→ Page extract:

+ + +

The basic idea of the approach to translate the qualitative characteristics of social capital into quantitative properties is given with the number of face-to-face meeting opportunities. Though we are aware of the fact that the creation and continuation of social relations today are significantly influenced, or even determined, by social media technologies occupying virtual spaces, we are convinced that meeting opportunities of physically present people also have a strong impact on the process of tying relationships between them. The purpose of investigating networking mechanisms is, therefore, threefold: first, the geosimulation model simulates processes that represent the evolution of a large(r) network derived from a finite number of small(er) team networks. This evolution is thought to represent an increase of network connections, that is, an increase of social capital. Second, the model seeks to carve out the statistical meaning of our core variable number of face-to-face meeting opportunitiesas a latent variable that points to one condition of creating and allocating social capital. Third, since face-to-face communication takes place in physical space, the geosimulation model is used to analyze potential theoretical relationships between a network-based and a place-based geography.

With respect to our interest of studying networking mechanisms, we argue that the evolution toward a large connected network contributes to overcoming isolated and fragmented efforts toward a common goal. Achieving synergies through effective trans-local knowledge transfer is a goal that has been investigated in (social) network analysis for some time [29, 30, 31]. In this respect, agent-based simulation is an appropriate method to explore the underlying processes that lead to these networking mechanisms [32].

+ + +

→ Data:
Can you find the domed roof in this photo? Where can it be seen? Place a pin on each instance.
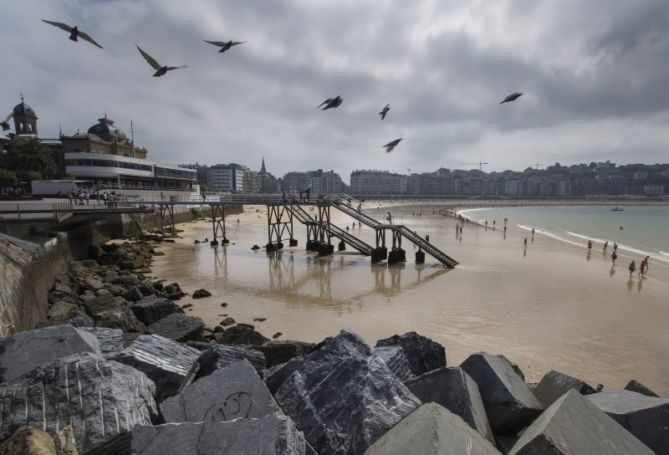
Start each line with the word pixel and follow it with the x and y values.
pixel 23 110
pixel 106 130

+ + +

→ Work required: Extend the passage on simulating social capital through face-to-face meeting opportunities, starting right after its final sentence.

→ Answer for this exercise:
As a first step of this investigation, we selected and then adapted to our own needs a theoretical reference model developed by Guimera et al. [33] and made available as a NetLogo model by Bakshy and Wilensky [34]. The question raised ([33], p. 699) remains evident to some degree in our context too: “Is there a large connected cluster comprising most of the agents or is the network composed of numerous smaller clusters?” The ideal size does not necessarily correspond simply to exactly one all-encompassing network: “Successful teams evolve toward a size that is large enough to enable specialization and effective division of labor among teammates but small enough to avoid overwhelming costs of group coordination” ([33], p. 697). Where our empirical research is concerned, we are less interested in economic costs than in the creation of sustainable social interactions.

These assumptions are taken as relevant premises for networking mechanisms. In so doing, our focus shifts to the parameters that influence or determine the construction of large(r) social networks that are initially small and more or less isolated due to the design of the social project. These mechanisms are understood as operators of translating social capital into quantitative units. The parameters used can be divided into three general domains: (i) actor-based parameters, (ii) linkage-based parameters and (iii) place-based parameters.

4.2. The empirical case studies

The empirical case studies for which an agent-based simulation model was constructed, one which relies theoretically on the prototype model, derives from an Austrian social project entitled “Keep the Ball Rolling.” This project aims to enhance social well-being at a regional level by encouraging the local population to put into practice ideas that they are convinced are relevant. Individuals or small teams are called to submit project proposals that help reduce social injustice and promote social cohesion. Successful teams are awarded a grant to fund their projects, and in addition receive organizational support. The project started in the Lungau region (Salzburg) in 2011 and was taken up by Steirische Eisenstrasse (Styria), Mühlviertler Alm (Upper Austria), and Mostviertel Mitte (Lower Austria) regions [35, 36]. The empirical data used for the following simulation models are from the Styrian and Upper Austrian regions.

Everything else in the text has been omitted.